## REQUIRED TASK
Quote the data below word for word, leaving out the pictures.

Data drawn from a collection
──────

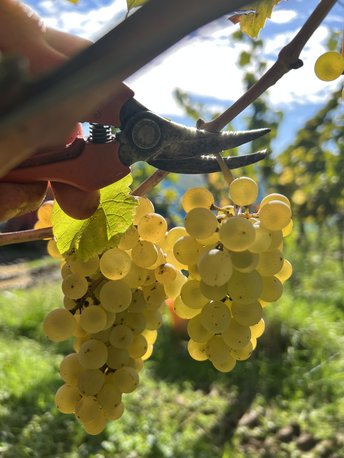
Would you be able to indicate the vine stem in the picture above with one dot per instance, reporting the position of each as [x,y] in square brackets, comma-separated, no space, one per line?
[288,59]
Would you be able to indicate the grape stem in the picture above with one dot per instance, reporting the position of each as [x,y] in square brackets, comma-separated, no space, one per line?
[287,60]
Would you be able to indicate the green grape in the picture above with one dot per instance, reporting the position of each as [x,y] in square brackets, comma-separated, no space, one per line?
[138,347]
[115,264]
[329,66]
[200,223]
[272,289]
[52,250]
[217,350]
[242,354]
[68,303]
[109,397]
[215,267]
[172,236]
[191,295]
[66,398]
[74,286]
[286,271]
[165,273]
[243,191]
[172,289]
[136,276]
[144,253]
[225,366]
[276,240]
[154,295]
[115,296]
[126,379]
[87,409]
[197,350]
[236,336]
[245,287]
[244,261]
[121,336]
[197,331]
[197,197]
[70,368]
[215,317]
[262,240]
[216,293]
[182,310]
[186,250]
[90,381]
[153,319]
[274,215]
[59,325]
[237,233]
[129,239]
[93,354]
[270,262]
[144,206]
[150,335]
[117,357]
[258,329]
[152,227]
[97,425]
[93,319]
[83,268]
[138,303]
[115,413]
[247,314]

──────

## WRITTEN ANSWER
Would you be able to indicate the vine stem in the picture above with one dot per instance, reporting the position of each as [x,y] in square brackets, comma-separated, no space, one per line?
[288,59]
Would you be able to indicate the grape stem in the picture above with one dot per instance, reporting the position of each as [x,y] in square brackets, comma-separated, no space, one per line?
[287,60]
Would you be able to indicate the green grape in the picture above with one dot per instance, reporting the position of each as [x,y] in square brackets, comma-separated, no space, one per line?
[138,347]
[115,264]
[329,66]
[200,223]
[272,289]
[52,250]
[217,350]
[242,354]
[68,303]
[109,397]
[215,267]
[172,236]
[191,295]
[66,398]
[74,286]
[286,271]
[165,273]
[243,191]
[172,289]
[136,276]
[144,253]
[225,366]
[276,240]
[154,295]
[115,296]
[126,379]
[87,409]
[197,350]
[236,336]
[245,287]
[244,261]
[121,336]
[197,331]
[197,197]
[70,368]
[215,317]
[262,240]
[216,293]
[182,310]
[186,250]
[90,381]
[153,319]
[274,215]
[59,325]
[237,233]
[129,239]
[93,354]
[270,262]
[144,206]
[150,335]
[117,357]
[258,329]
[152,227]
[97,425]
[93,319]
[83,268]
[138,303]
[115,413]
[247,314]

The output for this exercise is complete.